Object position labeling entries
== == ==

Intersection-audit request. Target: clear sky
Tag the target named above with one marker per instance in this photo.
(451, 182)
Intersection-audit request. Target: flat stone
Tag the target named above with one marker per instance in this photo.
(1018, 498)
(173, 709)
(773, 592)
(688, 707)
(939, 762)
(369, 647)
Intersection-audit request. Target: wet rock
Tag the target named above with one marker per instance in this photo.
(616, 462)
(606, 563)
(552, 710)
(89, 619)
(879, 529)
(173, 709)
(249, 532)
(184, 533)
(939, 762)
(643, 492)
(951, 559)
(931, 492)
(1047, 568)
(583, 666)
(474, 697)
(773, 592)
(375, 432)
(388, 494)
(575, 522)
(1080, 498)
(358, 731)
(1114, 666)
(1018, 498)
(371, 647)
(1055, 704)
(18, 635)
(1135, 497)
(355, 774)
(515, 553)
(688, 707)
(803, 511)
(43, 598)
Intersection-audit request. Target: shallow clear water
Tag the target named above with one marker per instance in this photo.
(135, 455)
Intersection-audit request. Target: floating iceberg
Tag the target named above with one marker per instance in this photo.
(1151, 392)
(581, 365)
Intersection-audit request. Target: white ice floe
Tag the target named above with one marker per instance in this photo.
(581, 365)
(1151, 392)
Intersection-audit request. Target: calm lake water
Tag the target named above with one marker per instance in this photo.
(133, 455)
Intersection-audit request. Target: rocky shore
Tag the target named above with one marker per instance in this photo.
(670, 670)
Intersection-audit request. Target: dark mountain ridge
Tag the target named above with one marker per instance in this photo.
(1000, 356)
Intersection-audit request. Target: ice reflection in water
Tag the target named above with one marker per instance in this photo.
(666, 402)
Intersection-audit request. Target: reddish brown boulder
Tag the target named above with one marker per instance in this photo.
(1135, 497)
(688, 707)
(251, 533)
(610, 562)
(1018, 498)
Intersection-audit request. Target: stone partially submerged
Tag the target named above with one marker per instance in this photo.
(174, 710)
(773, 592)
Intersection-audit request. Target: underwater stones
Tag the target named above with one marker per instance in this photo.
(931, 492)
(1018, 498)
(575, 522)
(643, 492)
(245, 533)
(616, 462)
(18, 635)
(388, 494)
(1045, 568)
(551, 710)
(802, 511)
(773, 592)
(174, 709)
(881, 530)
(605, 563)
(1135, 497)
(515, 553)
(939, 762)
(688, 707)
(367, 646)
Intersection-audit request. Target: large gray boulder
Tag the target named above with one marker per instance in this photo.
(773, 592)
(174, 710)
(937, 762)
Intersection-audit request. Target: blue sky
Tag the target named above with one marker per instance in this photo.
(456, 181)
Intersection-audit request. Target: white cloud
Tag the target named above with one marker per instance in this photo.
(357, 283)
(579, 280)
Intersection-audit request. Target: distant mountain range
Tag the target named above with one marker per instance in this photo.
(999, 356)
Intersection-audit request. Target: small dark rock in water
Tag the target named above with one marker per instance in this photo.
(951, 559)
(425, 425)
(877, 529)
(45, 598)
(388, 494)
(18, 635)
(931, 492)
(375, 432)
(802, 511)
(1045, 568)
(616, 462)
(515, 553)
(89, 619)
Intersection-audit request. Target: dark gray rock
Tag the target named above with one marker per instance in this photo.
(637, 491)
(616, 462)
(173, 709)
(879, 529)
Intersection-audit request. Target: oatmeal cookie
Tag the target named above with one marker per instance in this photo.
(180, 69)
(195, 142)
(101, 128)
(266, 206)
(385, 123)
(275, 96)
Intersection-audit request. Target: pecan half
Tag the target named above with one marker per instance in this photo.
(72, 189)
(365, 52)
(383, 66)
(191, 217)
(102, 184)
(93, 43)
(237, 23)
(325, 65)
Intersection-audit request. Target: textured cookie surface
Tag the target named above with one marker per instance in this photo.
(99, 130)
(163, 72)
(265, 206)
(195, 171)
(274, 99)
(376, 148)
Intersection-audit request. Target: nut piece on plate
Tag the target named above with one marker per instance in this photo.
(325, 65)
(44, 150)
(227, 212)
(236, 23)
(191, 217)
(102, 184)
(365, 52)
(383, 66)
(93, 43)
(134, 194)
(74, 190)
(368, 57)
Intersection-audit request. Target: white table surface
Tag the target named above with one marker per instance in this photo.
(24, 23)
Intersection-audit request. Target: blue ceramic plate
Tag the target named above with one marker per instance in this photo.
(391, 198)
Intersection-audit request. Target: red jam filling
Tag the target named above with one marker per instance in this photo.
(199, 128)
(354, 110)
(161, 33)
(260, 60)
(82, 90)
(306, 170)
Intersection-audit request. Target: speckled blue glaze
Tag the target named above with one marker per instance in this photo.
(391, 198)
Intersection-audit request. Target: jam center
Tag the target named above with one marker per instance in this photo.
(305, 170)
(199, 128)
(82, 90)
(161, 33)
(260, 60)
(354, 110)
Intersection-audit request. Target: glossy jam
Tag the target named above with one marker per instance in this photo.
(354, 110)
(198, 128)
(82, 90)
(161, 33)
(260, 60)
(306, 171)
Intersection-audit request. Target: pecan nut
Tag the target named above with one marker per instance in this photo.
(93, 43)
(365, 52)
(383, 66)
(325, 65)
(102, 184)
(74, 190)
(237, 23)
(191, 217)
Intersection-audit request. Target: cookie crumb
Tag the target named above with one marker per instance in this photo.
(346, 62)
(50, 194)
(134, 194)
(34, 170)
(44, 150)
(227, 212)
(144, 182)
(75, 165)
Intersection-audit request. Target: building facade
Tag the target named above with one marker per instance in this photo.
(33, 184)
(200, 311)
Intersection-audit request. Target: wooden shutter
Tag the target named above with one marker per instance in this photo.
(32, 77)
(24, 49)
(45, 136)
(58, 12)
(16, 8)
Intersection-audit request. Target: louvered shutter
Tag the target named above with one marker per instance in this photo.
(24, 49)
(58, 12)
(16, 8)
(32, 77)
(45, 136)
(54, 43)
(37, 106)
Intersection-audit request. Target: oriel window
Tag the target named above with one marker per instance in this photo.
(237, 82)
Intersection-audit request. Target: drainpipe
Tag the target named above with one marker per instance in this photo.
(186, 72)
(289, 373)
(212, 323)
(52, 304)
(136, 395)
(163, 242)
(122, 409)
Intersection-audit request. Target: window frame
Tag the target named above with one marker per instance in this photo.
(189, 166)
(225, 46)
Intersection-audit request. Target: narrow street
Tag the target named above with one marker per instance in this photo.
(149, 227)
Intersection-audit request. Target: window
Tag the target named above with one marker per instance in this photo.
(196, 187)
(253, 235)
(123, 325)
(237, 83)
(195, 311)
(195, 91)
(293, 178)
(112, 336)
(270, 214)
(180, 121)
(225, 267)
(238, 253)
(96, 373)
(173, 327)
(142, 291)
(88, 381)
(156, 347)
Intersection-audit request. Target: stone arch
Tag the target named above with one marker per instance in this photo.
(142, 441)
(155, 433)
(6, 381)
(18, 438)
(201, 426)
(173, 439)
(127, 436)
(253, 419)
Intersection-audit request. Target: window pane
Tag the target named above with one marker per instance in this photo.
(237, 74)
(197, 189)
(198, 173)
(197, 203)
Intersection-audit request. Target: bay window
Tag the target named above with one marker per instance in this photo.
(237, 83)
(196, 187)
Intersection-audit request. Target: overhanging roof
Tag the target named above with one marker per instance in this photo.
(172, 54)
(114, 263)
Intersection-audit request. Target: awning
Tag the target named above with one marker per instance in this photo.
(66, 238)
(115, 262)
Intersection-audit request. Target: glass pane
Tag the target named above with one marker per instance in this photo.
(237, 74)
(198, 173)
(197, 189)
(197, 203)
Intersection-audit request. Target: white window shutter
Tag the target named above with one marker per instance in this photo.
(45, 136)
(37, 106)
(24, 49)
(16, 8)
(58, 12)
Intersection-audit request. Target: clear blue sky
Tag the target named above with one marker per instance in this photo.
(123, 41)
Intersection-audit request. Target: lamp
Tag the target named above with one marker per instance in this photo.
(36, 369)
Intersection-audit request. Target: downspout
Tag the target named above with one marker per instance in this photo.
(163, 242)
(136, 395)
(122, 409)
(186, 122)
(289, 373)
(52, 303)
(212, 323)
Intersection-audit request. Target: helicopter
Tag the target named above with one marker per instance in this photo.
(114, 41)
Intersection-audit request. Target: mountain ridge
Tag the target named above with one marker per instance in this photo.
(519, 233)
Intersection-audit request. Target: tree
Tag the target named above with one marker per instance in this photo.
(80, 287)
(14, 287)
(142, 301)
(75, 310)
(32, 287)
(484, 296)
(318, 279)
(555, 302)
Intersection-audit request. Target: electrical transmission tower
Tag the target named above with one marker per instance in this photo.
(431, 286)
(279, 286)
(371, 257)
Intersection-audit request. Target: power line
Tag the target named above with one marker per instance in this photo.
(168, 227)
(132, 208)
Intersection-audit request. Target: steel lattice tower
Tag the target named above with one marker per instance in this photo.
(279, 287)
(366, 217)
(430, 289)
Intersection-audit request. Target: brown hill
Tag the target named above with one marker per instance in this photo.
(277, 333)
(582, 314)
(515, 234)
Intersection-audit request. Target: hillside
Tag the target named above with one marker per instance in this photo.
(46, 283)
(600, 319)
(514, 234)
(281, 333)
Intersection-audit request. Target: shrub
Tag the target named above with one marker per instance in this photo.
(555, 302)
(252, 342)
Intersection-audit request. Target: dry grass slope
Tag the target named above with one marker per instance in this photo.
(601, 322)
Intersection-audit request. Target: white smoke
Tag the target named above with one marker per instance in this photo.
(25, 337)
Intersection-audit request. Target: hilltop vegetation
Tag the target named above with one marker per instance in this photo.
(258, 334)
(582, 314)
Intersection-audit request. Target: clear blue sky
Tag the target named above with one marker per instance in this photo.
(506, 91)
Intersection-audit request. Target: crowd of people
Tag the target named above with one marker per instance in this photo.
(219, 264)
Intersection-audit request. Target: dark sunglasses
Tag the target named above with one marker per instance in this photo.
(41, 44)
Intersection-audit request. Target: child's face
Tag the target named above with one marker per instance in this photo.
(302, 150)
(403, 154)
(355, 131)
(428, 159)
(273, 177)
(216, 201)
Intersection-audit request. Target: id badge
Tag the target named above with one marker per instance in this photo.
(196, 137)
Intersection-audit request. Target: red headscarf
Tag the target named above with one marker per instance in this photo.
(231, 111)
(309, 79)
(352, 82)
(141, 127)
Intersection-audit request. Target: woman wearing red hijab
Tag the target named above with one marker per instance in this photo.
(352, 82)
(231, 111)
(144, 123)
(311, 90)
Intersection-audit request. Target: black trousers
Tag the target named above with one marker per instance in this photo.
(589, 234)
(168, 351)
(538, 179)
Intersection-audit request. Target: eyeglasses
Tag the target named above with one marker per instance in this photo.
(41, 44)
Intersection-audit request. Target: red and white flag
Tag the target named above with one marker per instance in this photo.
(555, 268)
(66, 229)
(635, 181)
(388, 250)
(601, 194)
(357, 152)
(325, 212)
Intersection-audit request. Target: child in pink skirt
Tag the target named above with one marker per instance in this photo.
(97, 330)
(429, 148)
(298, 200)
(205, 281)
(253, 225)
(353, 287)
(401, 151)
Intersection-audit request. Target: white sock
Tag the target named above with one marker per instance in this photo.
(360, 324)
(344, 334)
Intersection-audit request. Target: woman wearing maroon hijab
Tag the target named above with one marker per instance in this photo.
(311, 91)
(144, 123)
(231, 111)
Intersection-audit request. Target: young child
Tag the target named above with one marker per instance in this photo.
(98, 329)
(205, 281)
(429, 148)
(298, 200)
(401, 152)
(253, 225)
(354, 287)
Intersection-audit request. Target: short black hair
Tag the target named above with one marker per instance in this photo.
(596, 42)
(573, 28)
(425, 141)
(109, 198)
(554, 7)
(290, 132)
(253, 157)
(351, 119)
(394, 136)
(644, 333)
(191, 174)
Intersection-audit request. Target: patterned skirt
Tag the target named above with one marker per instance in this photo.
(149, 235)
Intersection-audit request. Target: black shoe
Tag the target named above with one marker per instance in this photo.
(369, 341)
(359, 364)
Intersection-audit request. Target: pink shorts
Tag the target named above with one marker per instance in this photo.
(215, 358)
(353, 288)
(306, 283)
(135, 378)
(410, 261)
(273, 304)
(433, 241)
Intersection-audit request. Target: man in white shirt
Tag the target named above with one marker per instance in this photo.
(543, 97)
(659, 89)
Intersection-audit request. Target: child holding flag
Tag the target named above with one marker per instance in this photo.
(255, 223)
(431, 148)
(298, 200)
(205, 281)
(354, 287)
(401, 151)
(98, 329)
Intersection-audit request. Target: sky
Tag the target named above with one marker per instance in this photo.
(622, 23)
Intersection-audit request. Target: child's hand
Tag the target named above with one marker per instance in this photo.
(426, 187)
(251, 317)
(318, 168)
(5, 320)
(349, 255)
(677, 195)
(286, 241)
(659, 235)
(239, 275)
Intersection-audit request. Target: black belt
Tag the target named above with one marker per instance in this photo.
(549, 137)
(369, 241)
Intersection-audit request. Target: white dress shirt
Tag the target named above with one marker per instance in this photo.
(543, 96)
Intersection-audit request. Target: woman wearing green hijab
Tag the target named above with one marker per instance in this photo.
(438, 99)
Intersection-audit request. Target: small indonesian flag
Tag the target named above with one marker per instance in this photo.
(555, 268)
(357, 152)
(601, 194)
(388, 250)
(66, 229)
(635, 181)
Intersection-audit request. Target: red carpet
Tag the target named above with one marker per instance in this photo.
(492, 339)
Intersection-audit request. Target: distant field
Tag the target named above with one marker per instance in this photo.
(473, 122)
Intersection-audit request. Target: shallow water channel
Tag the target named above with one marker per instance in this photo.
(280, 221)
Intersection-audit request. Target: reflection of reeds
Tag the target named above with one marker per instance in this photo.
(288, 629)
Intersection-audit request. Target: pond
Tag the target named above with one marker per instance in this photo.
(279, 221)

== == ==

Give again, word for word, every line from the one holding "Intersection-audit request. Target: man" to the end of the data.

Intersection-audit request. Target: man in white shirt
Tag the target named above with one marker per instance in this photo.
(543, 97)
(659, 89)
Intersection-audit request. Target: child holding flag
Tag the target named above with one marker per instance in this photo.
(255, 223)
(431, 148)
(298, 200)
(205, 281)
(354, 287)
(401, 151)
(98, 329)
Intersection-audit request. Target: sky
Tag the target named above with one marker per instance in this photo.
(622, 23)
Intersection-audit request. Target: child's hand
Tag the target named above with one marker per instance in this photo.
(426, 187)
(251, 317)
(318, 168)
(5, 320)
(349, 255)
(677, 195)
(286, 241)
(659, 235)
(239, 275)
Intersection-audit request. Target: black belt
Tag the target named above with one marker per instance in this photo.
(549, 137)
(369, 241)
Intersection-audit request. Target: white dress shirt
Tag the target named above with one marker per instance in this photo.
(543, 96)
Intersection-audit request. Target: woman wearing green hijab
Tag the target named above with one marker per instance in this photo.
(438, 99)
Intersection-audit request. Target: small indonesian flag
Tag the target named above with one marker per instance in this photo.
(555, 268)
(357, 152)
(601, 194)
(388, 250)
(66, 229)
(635, 181)
Intersection-audit request. Target: red carpet
Tag the target named above with one marker per instance in this photo.
(492, 339)
Intersection-audit request. Target: distant field
Tag the target named above with one marker per instance in this photo.
(473, 122)
Intersection-audit request. Target: shallow water channel
Tag the target named above with one marker per instance in this photo.
(280, 221)
Intersection-audit request. Target: reflection of reeds
Tag the target named above with one marker per instance in this photo.
(288, 629)
Intersection-audit request. Target: pond
Tag the target named above with one marker per instance in this photo.
(279, 221)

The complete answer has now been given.